__Work required__
Once the line containing "[[690, 298], [955, 242]]" is found in the records below, return it and each following line exactly, up to and including the line containing "Confirm that each instance of the seekonk", and nothing else.

[Opening Records for the task section]

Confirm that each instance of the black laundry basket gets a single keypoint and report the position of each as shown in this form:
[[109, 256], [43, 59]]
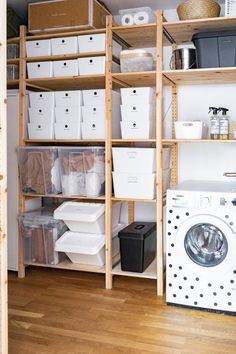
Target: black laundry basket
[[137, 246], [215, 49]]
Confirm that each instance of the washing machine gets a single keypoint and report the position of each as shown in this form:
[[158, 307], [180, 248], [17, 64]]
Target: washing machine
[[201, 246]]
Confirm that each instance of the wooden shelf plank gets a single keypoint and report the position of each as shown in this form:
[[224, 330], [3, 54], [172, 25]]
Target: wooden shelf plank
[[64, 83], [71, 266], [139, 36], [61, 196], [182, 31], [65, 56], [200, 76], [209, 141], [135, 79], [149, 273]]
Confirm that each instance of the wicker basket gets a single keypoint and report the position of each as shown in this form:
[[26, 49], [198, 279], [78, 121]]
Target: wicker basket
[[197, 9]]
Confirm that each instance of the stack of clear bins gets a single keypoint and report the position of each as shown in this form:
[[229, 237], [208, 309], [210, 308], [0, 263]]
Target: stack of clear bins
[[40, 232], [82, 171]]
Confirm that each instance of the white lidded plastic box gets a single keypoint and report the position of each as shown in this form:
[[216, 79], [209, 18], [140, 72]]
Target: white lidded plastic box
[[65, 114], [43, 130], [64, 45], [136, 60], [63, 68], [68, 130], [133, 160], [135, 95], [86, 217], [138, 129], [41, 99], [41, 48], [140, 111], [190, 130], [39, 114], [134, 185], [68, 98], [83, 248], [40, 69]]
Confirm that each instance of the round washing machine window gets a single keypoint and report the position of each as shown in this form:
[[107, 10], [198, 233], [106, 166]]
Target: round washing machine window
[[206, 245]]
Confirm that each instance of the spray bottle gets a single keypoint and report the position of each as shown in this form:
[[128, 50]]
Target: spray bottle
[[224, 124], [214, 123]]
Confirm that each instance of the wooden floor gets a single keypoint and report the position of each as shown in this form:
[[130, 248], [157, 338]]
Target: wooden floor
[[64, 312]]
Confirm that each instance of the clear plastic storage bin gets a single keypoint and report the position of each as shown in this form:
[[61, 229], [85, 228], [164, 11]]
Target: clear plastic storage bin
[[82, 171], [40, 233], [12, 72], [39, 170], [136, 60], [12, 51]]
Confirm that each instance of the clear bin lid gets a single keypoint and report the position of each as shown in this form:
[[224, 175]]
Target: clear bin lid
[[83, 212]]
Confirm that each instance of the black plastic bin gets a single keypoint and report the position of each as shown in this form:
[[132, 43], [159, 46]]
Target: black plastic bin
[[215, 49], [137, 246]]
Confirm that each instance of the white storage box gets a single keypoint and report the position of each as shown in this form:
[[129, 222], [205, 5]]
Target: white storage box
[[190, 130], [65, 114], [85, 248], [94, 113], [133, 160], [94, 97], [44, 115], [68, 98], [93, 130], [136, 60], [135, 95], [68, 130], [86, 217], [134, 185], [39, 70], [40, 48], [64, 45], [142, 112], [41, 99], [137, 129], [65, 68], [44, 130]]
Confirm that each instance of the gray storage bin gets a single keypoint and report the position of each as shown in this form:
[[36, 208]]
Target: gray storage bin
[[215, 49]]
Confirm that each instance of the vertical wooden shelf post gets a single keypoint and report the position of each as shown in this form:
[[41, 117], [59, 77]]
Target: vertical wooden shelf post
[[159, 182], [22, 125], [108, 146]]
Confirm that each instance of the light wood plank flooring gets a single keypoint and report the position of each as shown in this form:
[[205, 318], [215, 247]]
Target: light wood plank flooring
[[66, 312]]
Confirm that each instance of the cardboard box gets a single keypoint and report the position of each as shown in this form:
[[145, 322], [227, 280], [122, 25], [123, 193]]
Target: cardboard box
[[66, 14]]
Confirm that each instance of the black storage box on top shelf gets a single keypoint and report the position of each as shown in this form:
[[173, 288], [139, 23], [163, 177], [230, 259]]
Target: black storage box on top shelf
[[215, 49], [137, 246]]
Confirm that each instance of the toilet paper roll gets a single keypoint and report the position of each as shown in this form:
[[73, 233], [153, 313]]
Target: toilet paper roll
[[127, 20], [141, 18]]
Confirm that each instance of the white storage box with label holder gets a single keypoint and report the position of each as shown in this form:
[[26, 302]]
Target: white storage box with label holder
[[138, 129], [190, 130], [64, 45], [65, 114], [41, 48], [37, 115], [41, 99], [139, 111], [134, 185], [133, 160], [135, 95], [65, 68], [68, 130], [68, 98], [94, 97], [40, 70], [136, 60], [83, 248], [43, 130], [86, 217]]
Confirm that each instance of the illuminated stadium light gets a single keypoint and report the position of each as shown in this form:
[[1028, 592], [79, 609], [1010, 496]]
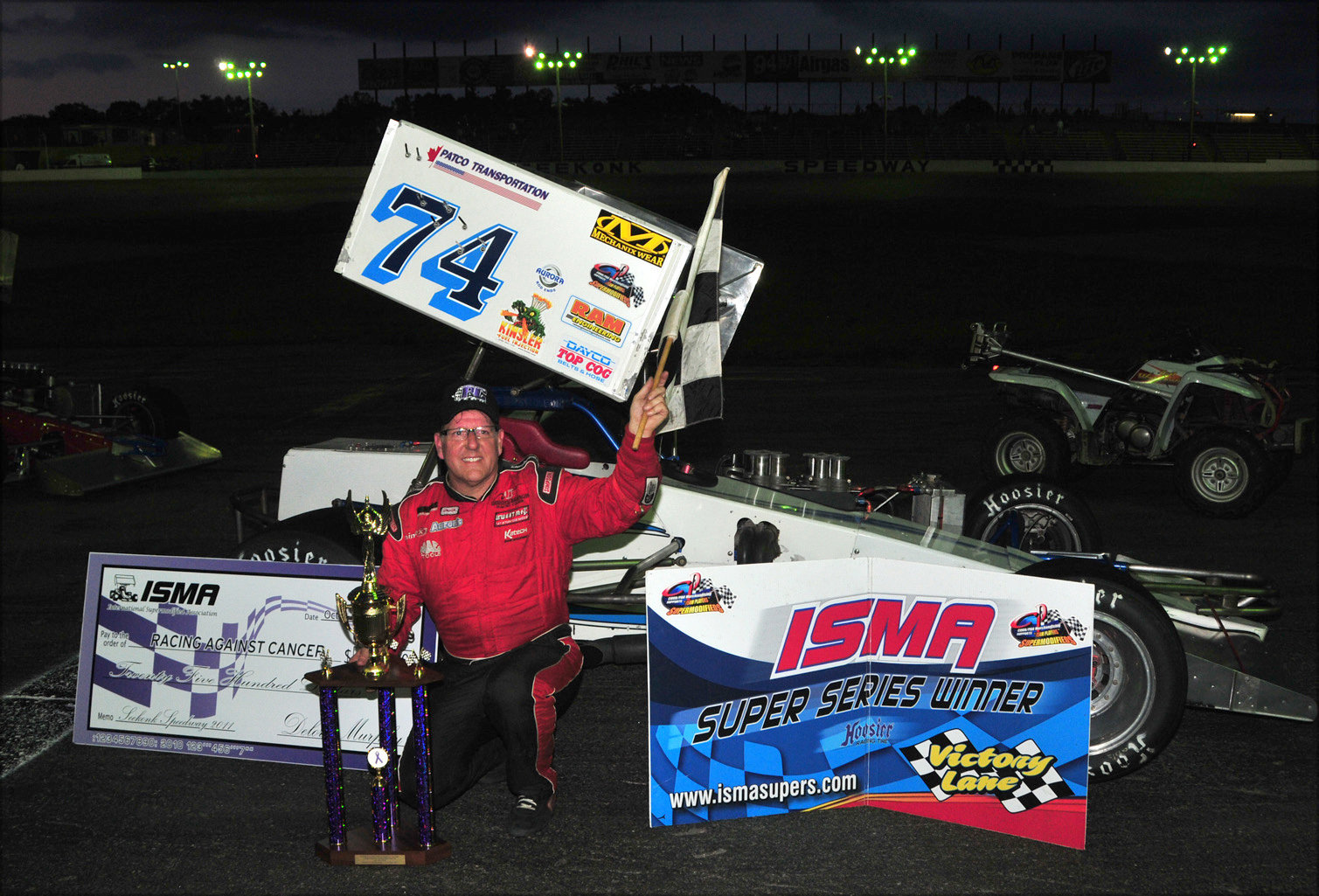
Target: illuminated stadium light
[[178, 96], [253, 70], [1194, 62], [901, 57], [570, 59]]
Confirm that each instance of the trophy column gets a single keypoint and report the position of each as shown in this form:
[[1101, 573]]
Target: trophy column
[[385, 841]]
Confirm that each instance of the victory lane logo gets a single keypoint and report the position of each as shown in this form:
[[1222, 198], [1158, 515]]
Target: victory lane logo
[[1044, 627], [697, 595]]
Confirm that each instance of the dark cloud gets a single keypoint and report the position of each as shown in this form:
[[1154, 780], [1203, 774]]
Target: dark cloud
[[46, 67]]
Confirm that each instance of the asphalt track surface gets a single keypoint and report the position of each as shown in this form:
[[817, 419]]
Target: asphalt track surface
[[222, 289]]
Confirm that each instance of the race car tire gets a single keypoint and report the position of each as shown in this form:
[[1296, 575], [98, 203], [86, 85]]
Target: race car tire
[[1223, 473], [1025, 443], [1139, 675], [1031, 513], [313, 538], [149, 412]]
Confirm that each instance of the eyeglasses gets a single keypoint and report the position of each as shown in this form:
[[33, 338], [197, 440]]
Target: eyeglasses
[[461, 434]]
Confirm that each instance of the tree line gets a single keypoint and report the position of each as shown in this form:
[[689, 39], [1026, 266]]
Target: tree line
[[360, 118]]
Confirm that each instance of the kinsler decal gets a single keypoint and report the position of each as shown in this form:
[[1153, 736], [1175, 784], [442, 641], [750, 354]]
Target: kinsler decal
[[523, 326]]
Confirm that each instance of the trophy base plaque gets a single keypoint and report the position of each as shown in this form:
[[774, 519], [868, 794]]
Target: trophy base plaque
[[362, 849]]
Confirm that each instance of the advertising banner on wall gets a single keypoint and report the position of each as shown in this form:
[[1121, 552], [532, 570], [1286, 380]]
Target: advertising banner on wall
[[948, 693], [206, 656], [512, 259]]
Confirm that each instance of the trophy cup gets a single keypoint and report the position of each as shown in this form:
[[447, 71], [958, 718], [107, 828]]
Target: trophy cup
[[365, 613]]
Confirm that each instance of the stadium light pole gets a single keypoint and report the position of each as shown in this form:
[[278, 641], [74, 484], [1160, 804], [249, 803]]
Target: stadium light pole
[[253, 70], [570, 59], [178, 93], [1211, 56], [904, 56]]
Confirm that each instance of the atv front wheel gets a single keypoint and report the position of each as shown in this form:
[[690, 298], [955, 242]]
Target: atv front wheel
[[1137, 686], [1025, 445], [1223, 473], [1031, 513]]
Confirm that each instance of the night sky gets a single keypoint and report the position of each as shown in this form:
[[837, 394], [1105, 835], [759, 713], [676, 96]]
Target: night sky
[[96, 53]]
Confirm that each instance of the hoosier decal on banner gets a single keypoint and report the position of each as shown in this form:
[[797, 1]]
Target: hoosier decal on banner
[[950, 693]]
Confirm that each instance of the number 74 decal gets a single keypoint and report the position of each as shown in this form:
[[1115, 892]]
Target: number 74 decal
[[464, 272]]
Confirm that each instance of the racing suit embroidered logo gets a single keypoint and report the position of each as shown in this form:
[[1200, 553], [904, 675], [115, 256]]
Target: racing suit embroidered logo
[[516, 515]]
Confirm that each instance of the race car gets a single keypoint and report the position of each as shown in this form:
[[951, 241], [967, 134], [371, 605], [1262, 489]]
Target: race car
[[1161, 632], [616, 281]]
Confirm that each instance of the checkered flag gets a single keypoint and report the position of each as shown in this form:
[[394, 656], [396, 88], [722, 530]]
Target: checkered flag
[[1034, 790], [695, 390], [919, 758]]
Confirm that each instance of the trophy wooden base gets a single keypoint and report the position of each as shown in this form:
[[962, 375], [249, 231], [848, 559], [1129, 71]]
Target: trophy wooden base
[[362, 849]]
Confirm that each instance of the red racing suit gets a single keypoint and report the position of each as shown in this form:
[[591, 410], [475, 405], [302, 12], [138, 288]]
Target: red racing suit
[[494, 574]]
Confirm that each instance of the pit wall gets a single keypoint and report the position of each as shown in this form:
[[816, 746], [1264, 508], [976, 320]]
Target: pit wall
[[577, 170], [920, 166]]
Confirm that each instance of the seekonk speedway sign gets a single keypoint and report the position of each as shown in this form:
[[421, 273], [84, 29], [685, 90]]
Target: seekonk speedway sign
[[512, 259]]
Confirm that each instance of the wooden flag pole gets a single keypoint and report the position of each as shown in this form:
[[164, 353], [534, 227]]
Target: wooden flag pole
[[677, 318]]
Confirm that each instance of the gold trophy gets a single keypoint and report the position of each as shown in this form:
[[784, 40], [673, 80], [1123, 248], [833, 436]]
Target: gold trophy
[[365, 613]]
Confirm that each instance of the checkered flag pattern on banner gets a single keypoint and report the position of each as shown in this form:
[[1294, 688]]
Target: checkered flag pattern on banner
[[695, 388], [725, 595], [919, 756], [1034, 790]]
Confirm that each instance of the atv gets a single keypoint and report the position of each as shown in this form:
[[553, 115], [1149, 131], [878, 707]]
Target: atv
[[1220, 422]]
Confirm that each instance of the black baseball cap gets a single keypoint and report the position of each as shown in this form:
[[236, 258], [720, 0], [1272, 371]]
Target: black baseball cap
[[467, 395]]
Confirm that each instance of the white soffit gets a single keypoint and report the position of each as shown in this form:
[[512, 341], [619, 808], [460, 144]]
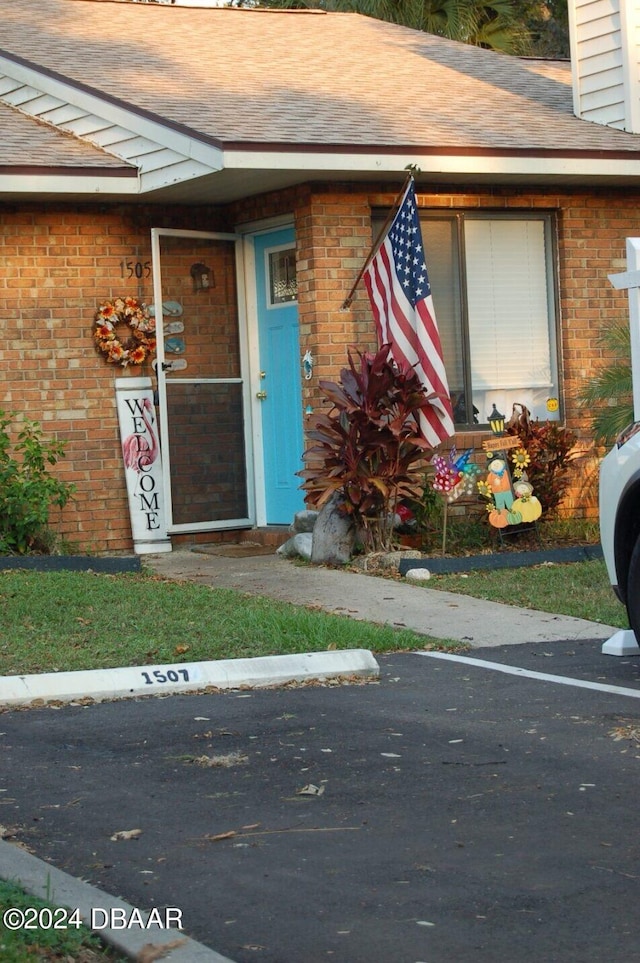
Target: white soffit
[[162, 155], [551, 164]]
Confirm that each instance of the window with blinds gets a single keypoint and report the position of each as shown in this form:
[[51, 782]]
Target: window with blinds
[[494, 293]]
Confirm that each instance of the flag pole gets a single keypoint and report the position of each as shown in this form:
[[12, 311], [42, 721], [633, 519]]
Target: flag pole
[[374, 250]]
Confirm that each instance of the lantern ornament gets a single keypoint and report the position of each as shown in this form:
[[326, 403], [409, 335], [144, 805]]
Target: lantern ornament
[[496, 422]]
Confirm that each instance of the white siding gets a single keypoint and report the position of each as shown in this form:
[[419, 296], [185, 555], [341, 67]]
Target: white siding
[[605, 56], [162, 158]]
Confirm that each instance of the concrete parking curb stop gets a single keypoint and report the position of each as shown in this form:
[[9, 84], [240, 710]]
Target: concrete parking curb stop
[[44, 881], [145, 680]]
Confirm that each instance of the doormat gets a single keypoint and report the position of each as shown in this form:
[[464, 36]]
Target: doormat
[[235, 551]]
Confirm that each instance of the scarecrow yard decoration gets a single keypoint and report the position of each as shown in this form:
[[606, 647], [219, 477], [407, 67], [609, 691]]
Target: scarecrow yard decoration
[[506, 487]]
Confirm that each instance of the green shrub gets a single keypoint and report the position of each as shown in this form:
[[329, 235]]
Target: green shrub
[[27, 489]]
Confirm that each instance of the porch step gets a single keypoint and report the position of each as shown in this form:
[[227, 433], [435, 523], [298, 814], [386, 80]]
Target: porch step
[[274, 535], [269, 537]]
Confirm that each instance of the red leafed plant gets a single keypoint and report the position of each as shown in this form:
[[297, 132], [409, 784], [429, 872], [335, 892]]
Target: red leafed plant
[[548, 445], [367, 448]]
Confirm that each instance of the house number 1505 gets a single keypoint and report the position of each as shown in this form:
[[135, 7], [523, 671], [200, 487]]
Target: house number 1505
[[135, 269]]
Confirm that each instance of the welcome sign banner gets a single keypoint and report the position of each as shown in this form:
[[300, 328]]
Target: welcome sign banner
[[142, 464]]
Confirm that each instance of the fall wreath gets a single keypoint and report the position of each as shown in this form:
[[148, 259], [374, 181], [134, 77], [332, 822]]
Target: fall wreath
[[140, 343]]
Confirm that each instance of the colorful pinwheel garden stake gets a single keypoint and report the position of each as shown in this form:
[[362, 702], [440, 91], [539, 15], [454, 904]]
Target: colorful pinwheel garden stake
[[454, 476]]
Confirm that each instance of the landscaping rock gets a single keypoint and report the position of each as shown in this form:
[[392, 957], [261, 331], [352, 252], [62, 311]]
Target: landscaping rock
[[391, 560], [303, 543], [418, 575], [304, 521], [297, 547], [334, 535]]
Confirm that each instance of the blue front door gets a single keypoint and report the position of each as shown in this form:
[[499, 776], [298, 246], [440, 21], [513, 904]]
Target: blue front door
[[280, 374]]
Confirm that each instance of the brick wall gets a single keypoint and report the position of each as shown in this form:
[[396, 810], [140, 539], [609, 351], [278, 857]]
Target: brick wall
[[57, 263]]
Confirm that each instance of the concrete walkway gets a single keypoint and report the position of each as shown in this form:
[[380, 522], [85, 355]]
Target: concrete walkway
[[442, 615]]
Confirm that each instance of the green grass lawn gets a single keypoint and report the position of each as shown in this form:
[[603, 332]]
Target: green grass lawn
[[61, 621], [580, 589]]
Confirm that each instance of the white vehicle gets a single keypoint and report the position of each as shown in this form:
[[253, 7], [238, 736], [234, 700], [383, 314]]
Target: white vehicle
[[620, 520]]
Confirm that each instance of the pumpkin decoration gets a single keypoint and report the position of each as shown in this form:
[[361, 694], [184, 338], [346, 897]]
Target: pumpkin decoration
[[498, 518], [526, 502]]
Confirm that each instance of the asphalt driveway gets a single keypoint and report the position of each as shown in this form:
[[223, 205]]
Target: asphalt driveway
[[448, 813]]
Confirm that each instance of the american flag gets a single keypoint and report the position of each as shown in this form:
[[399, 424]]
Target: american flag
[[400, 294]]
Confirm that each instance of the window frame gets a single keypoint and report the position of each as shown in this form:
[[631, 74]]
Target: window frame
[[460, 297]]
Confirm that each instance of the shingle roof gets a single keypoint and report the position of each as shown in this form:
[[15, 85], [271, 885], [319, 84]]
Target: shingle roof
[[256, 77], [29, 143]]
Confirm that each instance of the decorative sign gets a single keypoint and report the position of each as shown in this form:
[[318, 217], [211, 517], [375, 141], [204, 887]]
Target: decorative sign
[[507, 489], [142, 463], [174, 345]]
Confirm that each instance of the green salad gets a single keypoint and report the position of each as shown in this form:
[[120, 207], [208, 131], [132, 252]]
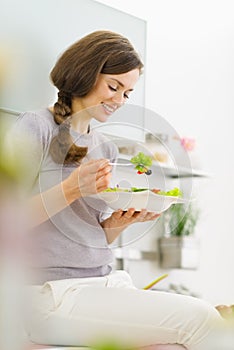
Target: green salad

[Closing Records for the task section]

__Solved problem__
[[690, 298], [955, 242]]
Target: atv front wheel
[[1137, 686], [1025, 445], [1223, 473], [1031, 513]]
Confirm that each instance of the night sky gets a single keypoint and report the position of each as shown in this form:
[[837, 394], [1105, 835], [759, 713], [676, 96]]
Target: night sky
[[96, 53]]
Confirm that each instance of the hoosier decal on banner gets a single keypoint and report the position of each as shown in this form:
[[797, 1]]
Target: hoosier decal on banner
[[950, 693]]
Confirm that each instance of the number 74 decal gets a single keypoint and report the position of each as shown in this form:
[[1115, 892]]
Target: number 74 decal
[[464, 272]]
Confirm that each instance of the racing suit embroidered logo gets a single keypoint and report the position of each as shown in this form:
[[1200, 553], [904, 675], [115, 256]]
Target: racing suit embroidered logo
[[516, 515]]
Confirm that each instance of the race car gets a single keypoint and report the position of each as shown in this form:
[[951, 241], [967, 134], [371, 605], [1262, 489]]
Target: race car
[[1161, 632], [616, 281]]
Confirm that each instance of the checkered flag gets a single keypoint and report the position of each as shown in this form:
[[394, 656], [396, 88], [722, 530]]
Target: checkered flag
[[1034, 790], [695, 390], [919, 758]]
Confirm that each instance of the trophy wooden base gets a single keypoint and report the position of each as shown in this form:
[[962, 375], [249, 231], [848, 559], [1129, 71]]
Target: trophy wooden base
[[362, 849]]
Confirm that each instance of the red racing suit gets a single keypoint and report the position of each as shown in this form:
[[591, 410], [475, 405], [302, 12], [138, 288]]
Target: red racing suit
[[494, 574]]
Confirm that each instance of the pit wall gets a single keypoint and report the position of each as shown in this form:
[[816, 746], [1264, 508], [976, 320]]
Target: pit wall
[[577, 170], [920, 166]]
Confirm that each instance of the seekonk speedway sign gets a single keypoint and report the position of each as shown in this form:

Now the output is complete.